== Task inputs ==
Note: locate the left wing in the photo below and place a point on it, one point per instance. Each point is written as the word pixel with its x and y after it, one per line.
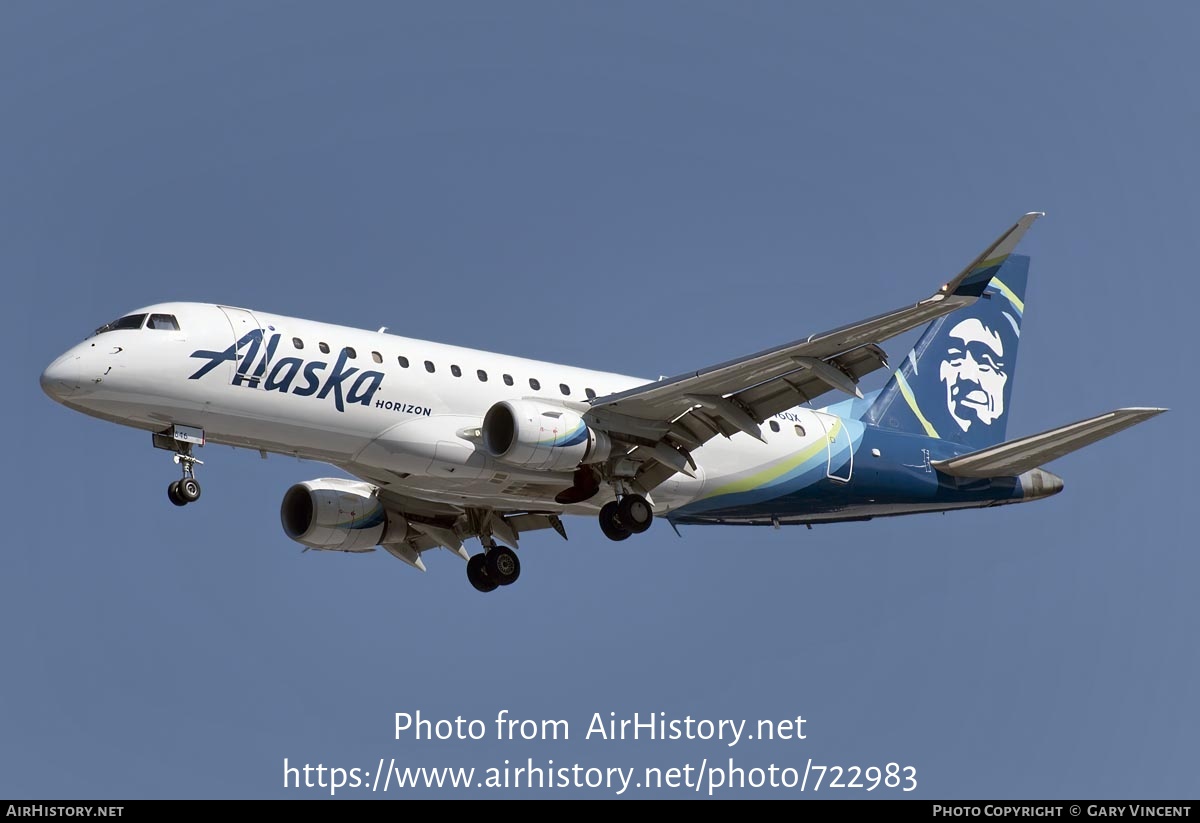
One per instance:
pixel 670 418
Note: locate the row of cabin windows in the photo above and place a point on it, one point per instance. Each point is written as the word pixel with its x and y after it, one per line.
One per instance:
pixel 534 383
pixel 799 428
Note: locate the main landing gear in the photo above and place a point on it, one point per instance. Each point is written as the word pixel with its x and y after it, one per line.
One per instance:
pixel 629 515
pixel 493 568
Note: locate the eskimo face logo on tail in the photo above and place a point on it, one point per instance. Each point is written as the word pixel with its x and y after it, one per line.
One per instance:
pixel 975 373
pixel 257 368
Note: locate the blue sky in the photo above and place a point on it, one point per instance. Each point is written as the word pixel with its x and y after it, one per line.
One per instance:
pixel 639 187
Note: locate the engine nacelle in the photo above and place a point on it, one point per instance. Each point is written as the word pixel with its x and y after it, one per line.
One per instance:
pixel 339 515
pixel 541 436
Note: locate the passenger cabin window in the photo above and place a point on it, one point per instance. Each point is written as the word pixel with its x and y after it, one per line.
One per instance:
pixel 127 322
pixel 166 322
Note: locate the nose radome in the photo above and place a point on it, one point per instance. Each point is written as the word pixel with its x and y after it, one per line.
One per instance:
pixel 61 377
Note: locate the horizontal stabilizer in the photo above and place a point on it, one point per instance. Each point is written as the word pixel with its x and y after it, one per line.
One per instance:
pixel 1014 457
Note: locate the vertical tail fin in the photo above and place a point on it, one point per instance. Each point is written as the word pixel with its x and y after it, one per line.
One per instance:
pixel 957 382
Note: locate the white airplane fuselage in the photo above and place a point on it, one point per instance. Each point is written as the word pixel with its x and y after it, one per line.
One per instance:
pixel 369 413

== Do this ==
Reproduce all of the lines above verbatim, omitting the pictures.

== Task output ==
Note: locate the left wing in the photo below and place a point on it, one point per instance. Each point is written as the word pixel with its x and y after it, one per line.
One per instance:
pixel 670 418
Note: locate the row of cabin windows in the photo above and place a point on it, one point per instance. Each point is written as the word pixel with its x and y after it, one per line.
One per instance:
pixel 534 383
pixel 799 428
Note: locate the main landing gear in the photo above and place a point on it, one point per instance. Each point is written as the word pixel with its x and y after it, one per line.
One per instance:
pixel 629 515
pixel 493 568
Note: locate the eskimo face logo on tail in the photo above and place a point on it, one point per instance. Each point is written as the word pixel with its x and y after it, one per line.
One per instance:
pixel 975 373
pixel 257 368
Note: locate the blue sky in the photo above and place a point on it, one point per instance. Each point is written as the word pixel with its x and y after it, one per line.
One per instance:
pixel 639 187
Note: locate the engine nacelle in the photo above and place a point on it, one point per instance. Each point is written as the word pixel with its x and y after it, one per line.
One per instance:
pixel 339 515
pixel 541 436
Note: locate the passenger cabin window in the photo above and place a point on it, one point per instance. Each point is written as the word pixel with its x and y after it, one per line.
One per instance:
pixel 127 322
pixel 166 322
Note: locate the nose radome in the photo above and place a point on it, one point per instance. Each point is written as the word pixel with its x and y after it, one per line.
One per instance:
pixel 61 377
Note: locate the horizontal stabilizer in the photo above and place a point on it, one point per instance. Each point is written as the word pixel with its x and y after it, one per line.
One per instance:
pixel 1014 457
Note: locate the vertical tail fin in the photo above and place a point on it, one point per instance. Each point is written as the word pixel with its x and y after it, one per line.
One per instance:
pixel 957 382
Note: locate the white airplane fuselage in the photo above and place a point on it, one point per instance. Each point is written as the word pixel with its x and y after it, one per line.
One per instance:
pixel 369 413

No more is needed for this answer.